# Work to complete
1. Render this sentence from the Walky Talky Hawky article into Spanish: "The cartoon was released on August 31, 1946, and features Henery Hawk and Foghorn Leghorn."
2. Answer these questions using the Walky Talky Hawky article:
(a) Who is credited with the music?
(b) What animal does Foghorn Leghorn convince Henery that the Barnyard Dawg is?
(c) What is the listed running time?
3. Carry on the Walky Talky Hawky plot summary from the point where it stops.

+++ Reading passage +++

- Blue Ribbon reissue title card
- Directed by: Robert McKimson
- Story by: Warren Foster
- Starring: Mel Blanc (all voices)
- Music by: Carl Stalling
- Animation by: Richard Bickenbach Arthur Davis Cal Dalton Don Williams Anatole Kirsanoff
- Layouts by: Cornett Wood
- Backgrounds by: Richard H. Thomas
- Color process: Technicolor
- Production company: Warner Bros. Cartoons
- Distributed by: Warner Bros. Pictures
- Release date: August 31, 1946;
- Running time: 7:00
- Language: English

= Walky Talky Hawky =

1946 film by Robert McKimson

Walky Talky Hawky is a 1946 Warner Bros. Merrie Melodies theatrical short directed by Robert McKimson. The cartoon was released on August 31, 1946, and features Henery Hawk and Foghorn Leghorn. This is the first appearance of both Foghorn Leghorn and the Barnyard Dawg.

== Plot ==

Henery Hawk discusses his cravings with his father, who then reveals the reason behind them: "Your mother and I are outcasts, hated and hunted because of what we are: chicken hawks. And you, you, Henery, you're a chicken hawk too. And like all chicken hawks, you crave to eat – a chicken." More enthusiastic than his father, Henery sets out to find a chicken. Meanwhile, in a barnyard, the Barnyard Dawg deliberately throws a watermelon on an unsuspecting Foghorn Leghorn, who is done filing his nails ("Every day it's the same thing!", complains Foghorn). As payback, just as the Dawg goes to sleep, Foghorn spanks the Dawg with a paddle, angering him into chasing Foghorn, but his leash stops him from going further. To add insult to injury, Foghorn backhandedly slaps the angrily barking Dawg, while yelling at him to "AHH SHADDAP!!!"

Henery meets Foghorn, who, seeing the hawk as a potential pawn against the Dawg, convinces Henery that he is a horse, while the Dawg is a chicken, and Henery goes up to the Dawg and bites his tail, causing the Dawg to wake up from his nap in pain. The Dawg grabs Henery and growls at him. Henery warns the Dawg, "Are you coming quietly or do I have to muss ya up?!", but the Dawg chases Henery, but gets choked on the leash again and falls again while Foghorn whacks the Dawg in the head like he is playing croquet with croquet mallet and runs with the Dawg angrily barking again, only with a headache. Henery is still running, but Foghorn tells Henery not to give up, and Henery literally carries the dog house with the Dawg in it like a train while the Dawg investigates with a mirror, sees Henery, and lifts up his house and gives chase, but is choked and falls again and Foghorn puts a knight's helmet on the Dawg and whacks the Dawg in the side of the head many times, causing the Dawg's head to literally shake inside.

+++ Supplied entries +++

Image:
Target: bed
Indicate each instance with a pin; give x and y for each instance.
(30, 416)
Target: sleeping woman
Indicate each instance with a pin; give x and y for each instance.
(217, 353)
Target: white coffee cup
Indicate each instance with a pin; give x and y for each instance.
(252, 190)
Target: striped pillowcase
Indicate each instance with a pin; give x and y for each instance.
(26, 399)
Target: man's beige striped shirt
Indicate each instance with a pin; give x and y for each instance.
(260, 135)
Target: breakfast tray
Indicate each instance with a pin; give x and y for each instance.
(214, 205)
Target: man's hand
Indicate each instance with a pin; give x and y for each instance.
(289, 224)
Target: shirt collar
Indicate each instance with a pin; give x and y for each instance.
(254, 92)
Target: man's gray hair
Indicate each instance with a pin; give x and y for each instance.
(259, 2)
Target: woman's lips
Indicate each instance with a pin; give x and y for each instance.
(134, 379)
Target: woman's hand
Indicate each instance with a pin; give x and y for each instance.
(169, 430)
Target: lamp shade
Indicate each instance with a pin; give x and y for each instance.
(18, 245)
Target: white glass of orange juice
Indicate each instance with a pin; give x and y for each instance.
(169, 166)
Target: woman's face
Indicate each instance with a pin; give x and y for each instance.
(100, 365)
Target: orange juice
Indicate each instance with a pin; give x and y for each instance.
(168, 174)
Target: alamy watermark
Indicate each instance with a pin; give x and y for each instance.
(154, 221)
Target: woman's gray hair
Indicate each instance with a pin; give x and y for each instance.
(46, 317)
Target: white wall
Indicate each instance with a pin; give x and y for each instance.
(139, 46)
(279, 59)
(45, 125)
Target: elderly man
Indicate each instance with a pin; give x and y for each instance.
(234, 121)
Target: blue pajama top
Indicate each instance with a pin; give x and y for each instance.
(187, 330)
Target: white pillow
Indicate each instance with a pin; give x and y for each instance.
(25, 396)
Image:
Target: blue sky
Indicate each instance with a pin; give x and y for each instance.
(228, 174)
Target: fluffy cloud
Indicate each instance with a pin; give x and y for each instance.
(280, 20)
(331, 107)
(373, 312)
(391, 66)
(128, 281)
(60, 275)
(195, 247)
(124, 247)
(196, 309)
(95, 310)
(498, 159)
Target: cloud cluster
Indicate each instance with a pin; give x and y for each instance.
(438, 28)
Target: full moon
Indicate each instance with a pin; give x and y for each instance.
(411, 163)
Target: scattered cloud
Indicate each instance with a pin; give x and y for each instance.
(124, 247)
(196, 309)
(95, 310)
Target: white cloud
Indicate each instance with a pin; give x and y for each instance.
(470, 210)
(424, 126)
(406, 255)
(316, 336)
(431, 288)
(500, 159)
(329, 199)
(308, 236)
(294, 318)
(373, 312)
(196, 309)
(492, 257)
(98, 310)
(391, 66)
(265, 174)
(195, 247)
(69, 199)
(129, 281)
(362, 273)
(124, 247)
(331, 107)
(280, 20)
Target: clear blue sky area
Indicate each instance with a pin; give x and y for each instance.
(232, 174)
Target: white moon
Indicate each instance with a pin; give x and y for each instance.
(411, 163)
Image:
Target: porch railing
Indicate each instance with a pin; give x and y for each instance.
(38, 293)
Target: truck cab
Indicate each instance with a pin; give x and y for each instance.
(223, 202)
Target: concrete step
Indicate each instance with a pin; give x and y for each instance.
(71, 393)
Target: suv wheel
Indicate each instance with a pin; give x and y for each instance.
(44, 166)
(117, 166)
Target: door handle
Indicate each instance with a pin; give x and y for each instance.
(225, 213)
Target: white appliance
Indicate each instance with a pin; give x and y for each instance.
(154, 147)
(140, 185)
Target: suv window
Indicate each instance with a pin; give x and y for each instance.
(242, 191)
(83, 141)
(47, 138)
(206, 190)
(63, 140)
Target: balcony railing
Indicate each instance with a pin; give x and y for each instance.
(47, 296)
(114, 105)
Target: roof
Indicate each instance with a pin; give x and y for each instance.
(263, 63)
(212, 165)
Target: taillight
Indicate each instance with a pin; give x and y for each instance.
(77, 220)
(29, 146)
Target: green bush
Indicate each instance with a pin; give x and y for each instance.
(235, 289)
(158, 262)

+++

# Exercise responses
1. El corto animado se estrenó el 31 de agosto de 1946 y cuenta con Henery Hawk y Foghorn Leghorn.

2.
(a) Carl Stalling
(b) A chicken
(c) 7:00

3.
Foghorn soon gives Henery an idea to "outsmart" the "foxy chicken". Henery lures the Dawg out with music, causing him to suffer mishaps culminating in him landing on a rollerskate. When the Dawg surrenders and asks Henery what he is looking for, Henery tells the Dawg his intentions ("You're a chicken, I'm a chicken hawk, and I'm gonna eat chicken!"). The Dawg realizes he has been the victim of Foghorn's prank and points out that Foghorn is the one he should be going after, being a chicken. Foghorn tries to deflect his argument by accusing the Dawg ("Don't you call me, I say don't you call ME a chicken, you...chicken!"), but by then, Henery realizes he has been tricked ("Hubba hubba hubba!", states Henery).

Henery pays Foghorn back by releasing the Dawg on Foghorn, who barely manages to escape and is chased by the angry Dawg into a barn, where an actual horse forcibly ejects them, clunking their heads together in the process. The two foes, shaking hands to prove solidarity, re-enter to double-team the horse. Henery marches in after them and, in a few seconds, captures Foghorn, the Dawg, and the horse, with the hapless rooster vainly trying to escape. Mimicking Foghorn, he tells the camera that "One of these things, I say, one of these things, has got to be a chicken!" as he walks off with his prizes.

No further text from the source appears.